Exercise goal. Identify every line in the records that contains the word "brick" and copy each one. Case counts.

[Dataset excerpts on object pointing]

☆ ☆ ☆

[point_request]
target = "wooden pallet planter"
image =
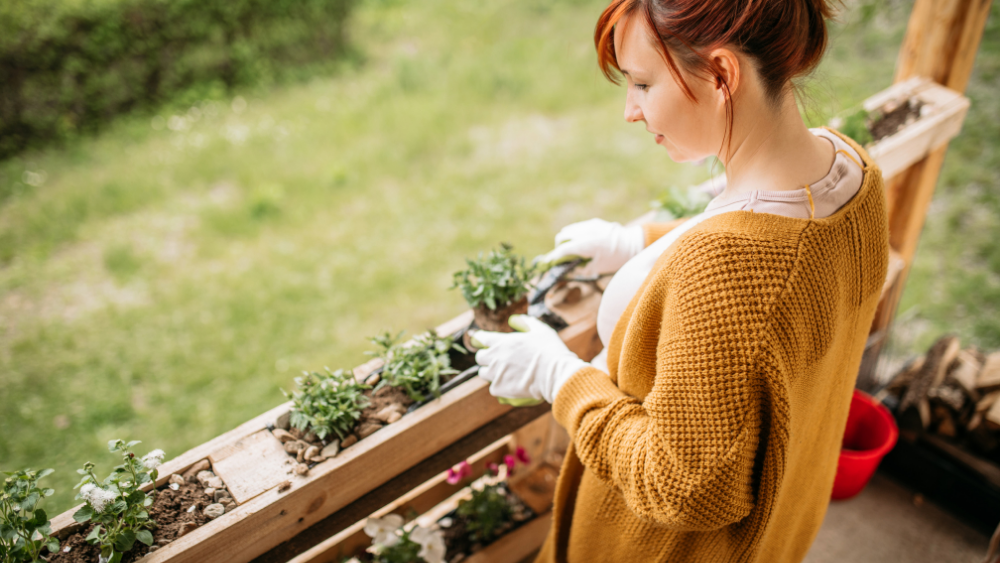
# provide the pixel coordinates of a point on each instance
(274, 505)
(940, 121)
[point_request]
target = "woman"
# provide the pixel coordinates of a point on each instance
(710, 428)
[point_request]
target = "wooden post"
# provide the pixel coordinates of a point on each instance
(942, 38)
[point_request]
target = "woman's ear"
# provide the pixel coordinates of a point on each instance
(727, 68)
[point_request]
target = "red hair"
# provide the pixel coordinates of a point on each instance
(786, 38)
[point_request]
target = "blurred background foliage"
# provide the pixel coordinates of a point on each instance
(68, 66)
(162, 279)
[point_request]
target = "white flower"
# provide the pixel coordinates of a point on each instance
(153, 459)
(431, 542)
(97, 497)
(383, 530)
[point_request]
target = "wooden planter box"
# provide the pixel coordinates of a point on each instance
(938, 124)
(275, 505)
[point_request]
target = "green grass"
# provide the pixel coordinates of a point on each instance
(162, 281)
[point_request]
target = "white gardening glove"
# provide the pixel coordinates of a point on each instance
(607, 245)
(532, 364)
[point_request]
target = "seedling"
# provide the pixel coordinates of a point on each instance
(417, 367)
(328, 403)
(24, 527)
(118, 505)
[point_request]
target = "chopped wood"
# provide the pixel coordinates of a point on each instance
(931, 375)
(989, 376)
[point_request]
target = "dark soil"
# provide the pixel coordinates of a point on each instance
(893, 119)
(496, 321)
(169, 511)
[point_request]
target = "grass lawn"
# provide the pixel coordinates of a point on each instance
(161, 282)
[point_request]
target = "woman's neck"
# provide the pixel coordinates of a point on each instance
(772, 149)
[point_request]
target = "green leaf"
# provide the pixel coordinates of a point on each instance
(84, 514)
(125, 540)
(145, 537)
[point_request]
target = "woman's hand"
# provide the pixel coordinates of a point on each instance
(531, 364)
(607, 245)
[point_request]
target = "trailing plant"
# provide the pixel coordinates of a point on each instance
(496, 279)
(25, 529)
(417, 366)
(329, 403)
(675, 203)
(392, 543)
(117, 505)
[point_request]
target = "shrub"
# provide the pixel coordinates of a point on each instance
(418, 366)
(24, 527)
(495, 280)
(68, 66)
(118, 505)
(327, 404)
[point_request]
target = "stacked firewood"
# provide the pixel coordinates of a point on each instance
(954, 393)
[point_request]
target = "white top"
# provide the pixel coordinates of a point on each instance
(829, 194)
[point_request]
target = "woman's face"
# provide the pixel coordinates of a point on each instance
(688, 130)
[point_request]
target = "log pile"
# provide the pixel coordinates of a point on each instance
(952, 393)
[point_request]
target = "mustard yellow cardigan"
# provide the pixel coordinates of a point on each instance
(716, 436)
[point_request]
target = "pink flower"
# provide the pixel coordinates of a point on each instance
(459, 472)
(510, 462)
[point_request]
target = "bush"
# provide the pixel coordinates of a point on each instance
(68, 66)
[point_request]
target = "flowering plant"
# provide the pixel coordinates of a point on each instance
(24, 527)
(327, 404)
(416, 366)
(392, 543)
(118, 505)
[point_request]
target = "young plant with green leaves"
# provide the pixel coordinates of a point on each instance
(675, 203)
(495, 280)
(25, 529)
(417, 367)
(329, 403)
(117, 505)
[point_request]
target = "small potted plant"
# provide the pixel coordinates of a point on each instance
(25, 529)
(496, 286)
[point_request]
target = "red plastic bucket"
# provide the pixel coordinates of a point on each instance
(871, 432)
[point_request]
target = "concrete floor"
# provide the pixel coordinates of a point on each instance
(884, 525)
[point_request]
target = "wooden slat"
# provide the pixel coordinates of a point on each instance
(400, 485)
(516, 545)
(418, 500)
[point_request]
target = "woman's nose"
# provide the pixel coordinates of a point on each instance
(632, 111)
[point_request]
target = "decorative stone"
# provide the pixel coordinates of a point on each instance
(284, 421)
(282, 435)
(204, 476)
(330, 449)
(367, 429)
(213, 511)
(197, 468)
(187, 528)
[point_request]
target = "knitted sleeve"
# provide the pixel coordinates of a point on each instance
(654, 231)
(684, 456)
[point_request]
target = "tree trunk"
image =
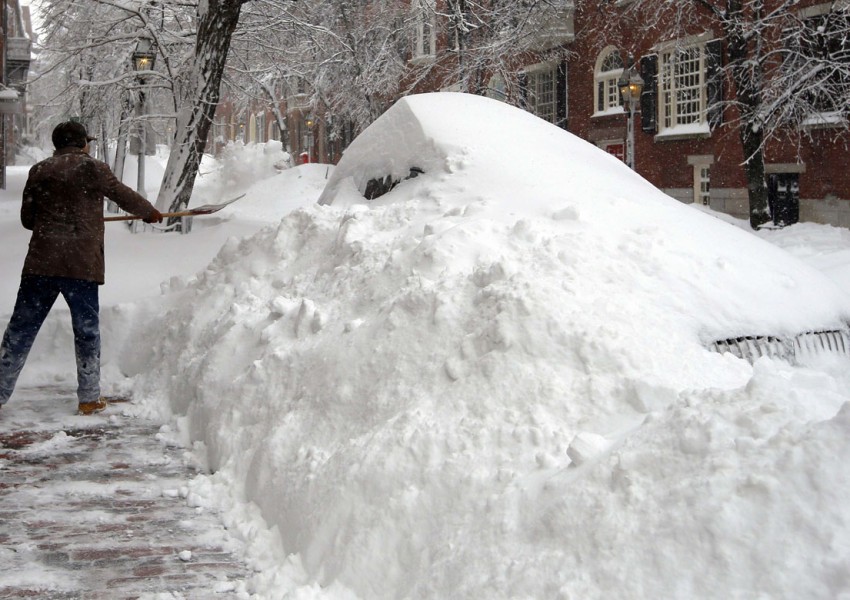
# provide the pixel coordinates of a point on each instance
(746, 75)
(217, 19)
(121, 142)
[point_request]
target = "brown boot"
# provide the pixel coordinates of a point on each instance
(90, 408)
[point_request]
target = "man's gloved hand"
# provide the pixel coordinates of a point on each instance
(155, 217)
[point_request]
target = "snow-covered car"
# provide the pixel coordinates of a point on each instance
(647, 262)
(495, 379)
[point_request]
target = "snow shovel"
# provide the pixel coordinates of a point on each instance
(206, 209)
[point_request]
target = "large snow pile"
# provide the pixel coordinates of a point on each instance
(492, 381)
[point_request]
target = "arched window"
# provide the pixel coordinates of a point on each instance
(425, 41)
(606, 93)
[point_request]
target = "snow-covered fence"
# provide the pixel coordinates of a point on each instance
(796, 349)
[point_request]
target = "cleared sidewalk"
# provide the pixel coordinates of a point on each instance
(95, 508)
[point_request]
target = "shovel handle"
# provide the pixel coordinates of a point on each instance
(185, 213)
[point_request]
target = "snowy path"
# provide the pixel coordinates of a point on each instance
(95, 507)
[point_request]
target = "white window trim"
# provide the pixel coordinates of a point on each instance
(544, 67)
(699, 163)
(699, 128)
(599, 76)
(425, 12)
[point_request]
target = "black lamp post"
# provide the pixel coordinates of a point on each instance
(144, 58)
(631, 86)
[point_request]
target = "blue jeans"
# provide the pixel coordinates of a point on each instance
(36, 296)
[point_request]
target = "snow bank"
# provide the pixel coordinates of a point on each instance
(492, 381)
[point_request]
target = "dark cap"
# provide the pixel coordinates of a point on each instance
(70, 133)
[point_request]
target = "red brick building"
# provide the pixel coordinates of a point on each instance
(686, 138)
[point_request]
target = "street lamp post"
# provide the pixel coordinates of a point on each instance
(144, 57)
(631, 86)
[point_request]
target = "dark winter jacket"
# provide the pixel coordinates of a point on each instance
(63, 206)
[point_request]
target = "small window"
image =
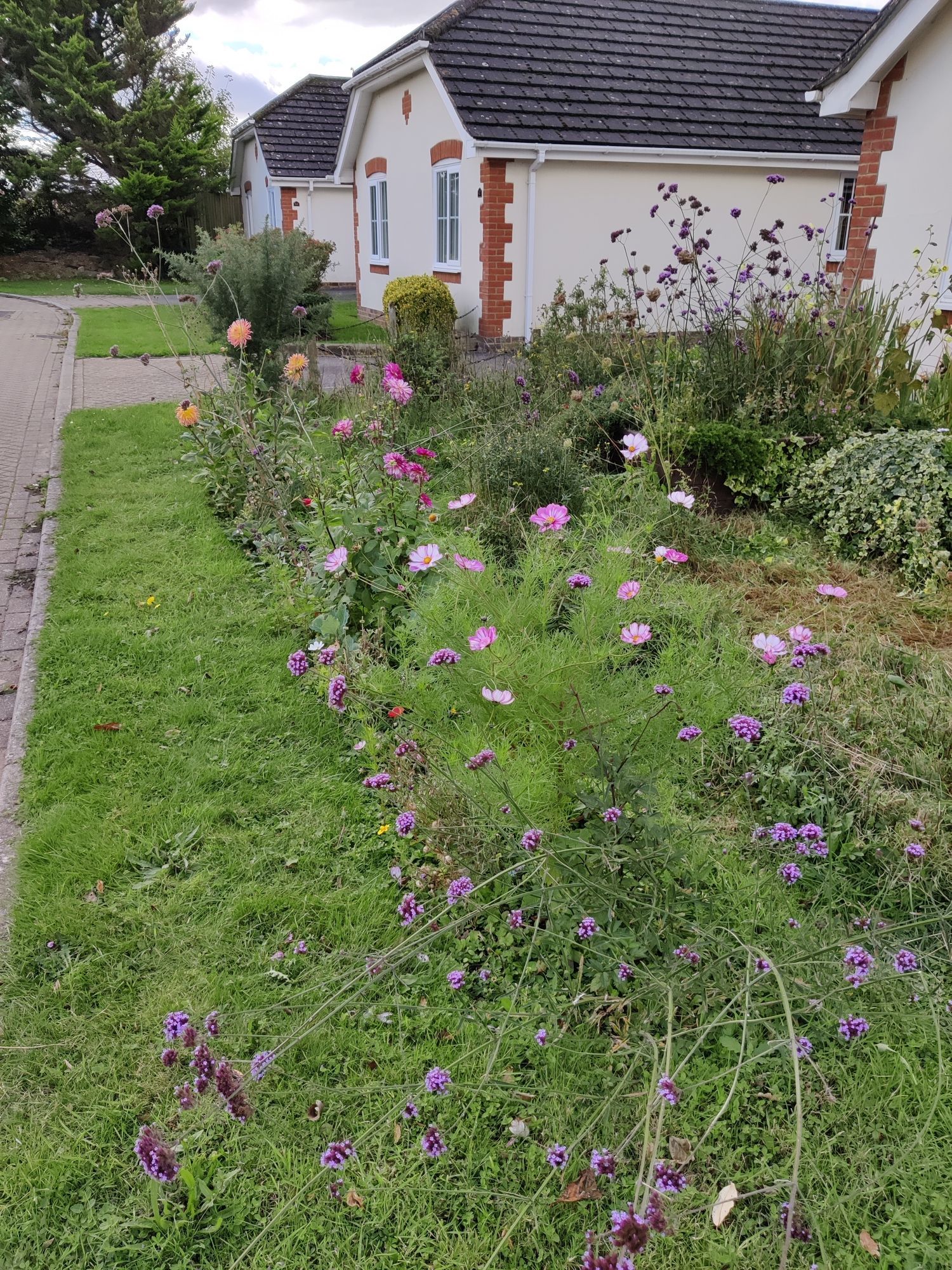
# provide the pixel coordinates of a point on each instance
(380, 228)
(446, 189)
(840, 237)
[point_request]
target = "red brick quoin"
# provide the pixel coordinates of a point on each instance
(442, 150)
(497, 234)
(870, 199)
(289, 217)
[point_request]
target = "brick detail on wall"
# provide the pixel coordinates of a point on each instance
(357, 243)
(451, 149)
(497, 234)
(870, 197)
(289, 215)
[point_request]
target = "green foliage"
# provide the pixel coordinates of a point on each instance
(887, 496)
(261, 279)
(423, 304)
(111, 79)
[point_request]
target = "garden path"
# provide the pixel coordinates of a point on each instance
(34, 347)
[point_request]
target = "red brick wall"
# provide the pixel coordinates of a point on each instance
(497, 234)
(289, 217)
(446, 150)
(870, 199)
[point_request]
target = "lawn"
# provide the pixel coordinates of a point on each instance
(136, 330)
(64, 286)
(347, 328)
(169, 858)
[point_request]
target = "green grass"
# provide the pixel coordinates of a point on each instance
(228, 812)
(64, 286)
(347, 328)
(139, 330)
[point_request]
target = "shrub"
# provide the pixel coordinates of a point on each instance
(423, 304)
(885, 496)
(262, 279)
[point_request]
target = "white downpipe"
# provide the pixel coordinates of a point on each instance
(531, 244)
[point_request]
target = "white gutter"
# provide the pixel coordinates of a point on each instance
(378, 69)
(652, 154)
(531, 246)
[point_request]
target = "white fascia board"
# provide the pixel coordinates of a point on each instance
(860, 83)
(652, 154)
(362, 88)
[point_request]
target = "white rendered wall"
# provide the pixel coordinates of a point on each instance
(413, 233)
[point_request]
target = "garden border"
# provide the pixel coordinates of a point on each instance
(12, 775)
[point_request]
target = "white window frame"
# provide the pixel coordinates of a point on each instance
(843, 217)
(444, 176)
(379, 219)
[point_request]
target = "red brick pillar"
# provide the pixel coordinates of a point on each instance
(497, 234)
(870, 197)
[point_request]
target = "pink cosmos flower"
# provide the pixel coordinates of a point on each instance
(634, 446)
(681, 500)
(771, 647)
(484, 637)
(425, 558)
(470, 566)
(671, 554)
(399, 391)
(637, 633)
(239, 333)
(553, 516)
(498, 697)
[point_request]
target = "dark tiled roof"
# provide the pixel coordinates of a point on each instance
(873, 31)
(300, 130)
(684, 74)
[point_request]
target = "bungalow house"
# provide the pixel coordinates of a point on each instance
(282, 166)
(892, 79)
(501, 144)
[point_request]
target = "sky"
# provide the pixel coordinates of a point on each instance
(257, 49)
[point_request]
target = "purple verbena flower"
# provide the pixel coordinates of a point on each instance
(155, 1155)
(459, 890)
(437, 1080)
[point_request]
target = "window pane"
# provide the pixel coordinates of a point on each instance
(454, 217)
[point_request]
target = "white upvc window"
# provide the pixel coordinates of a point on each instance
(842, 219)
(380, 227)
(446, 208)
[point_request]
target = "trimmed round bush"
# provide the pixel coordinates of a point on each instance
(887, 495)
(423, 304)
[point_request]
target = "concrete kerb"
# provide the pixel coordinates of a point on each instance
(27, 686)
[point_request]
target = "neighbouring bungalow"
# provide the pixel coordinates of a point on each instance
(892, 79)
(501, 144)
(282, 166)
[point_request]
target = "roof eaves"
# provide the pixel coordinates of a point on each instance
(883, 20)
(431, 30)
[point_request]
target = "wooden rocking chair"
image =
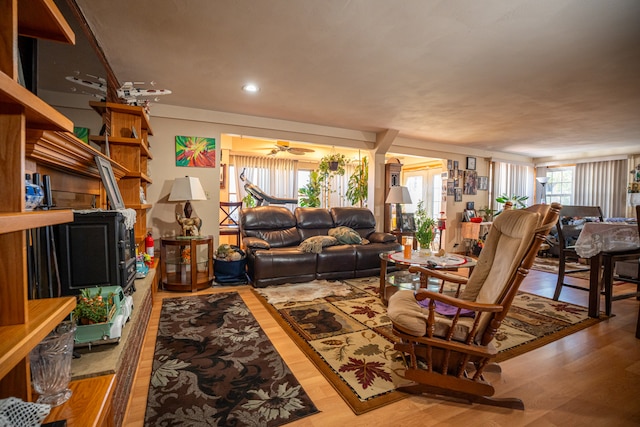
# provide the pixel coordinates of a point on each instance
(449, 352)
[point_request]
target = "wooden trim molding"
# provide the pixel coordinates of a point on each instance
(62, 150)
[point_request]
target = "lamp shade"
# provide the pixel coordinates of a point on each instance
(187, 188)
(398, 194)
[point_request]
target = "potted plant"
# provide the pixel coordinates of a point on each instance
(358, 187)
(310, 193)
(425, 227)
(92, 308)
(249, 201)
(326, 172)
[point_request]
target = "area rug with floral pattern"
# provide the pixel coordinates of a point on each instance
(214, 365)
(350, 340)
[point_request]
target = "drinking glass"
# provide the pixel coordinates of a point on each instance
(51, 365)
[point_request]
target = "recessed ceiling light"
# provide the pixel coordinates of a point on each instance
(250, 87)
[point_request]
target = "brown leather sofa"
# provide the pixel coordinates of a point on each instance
(271, 235)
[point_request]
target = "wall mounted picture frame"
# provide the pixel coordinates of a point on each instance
(194, 151)
(483, 183)
(110, 184)
(223, 175)
(470, 183)
(471, 163)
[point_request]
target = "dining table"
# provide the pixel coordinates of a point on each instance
(604, 244)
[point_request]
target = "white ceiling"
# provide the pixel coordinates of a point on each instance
(529, 77)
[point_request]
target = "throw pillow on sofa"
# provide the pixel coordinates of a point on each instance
(316, 243)
(345, 235)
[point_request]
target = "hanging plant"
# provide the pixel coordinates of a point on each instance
(339, 162)
(310, 193)
(326, 175)
(358, 187)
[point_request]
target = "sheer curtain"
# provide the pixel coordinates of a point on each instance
(513, 180)
(276, 177)
(602, 184)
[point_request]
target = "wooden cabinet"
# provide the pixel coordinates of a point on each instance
(23, 323)
(183, 266)
(128, 145)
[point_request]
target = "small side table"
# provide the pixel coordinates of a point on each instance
(181, 269)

☆ ☆ ☆

Output.
target = "red brick building"
target = "red brick quoin"
target = "brick detail on wall"
target = "red brick wall"
target = "red brick pillar"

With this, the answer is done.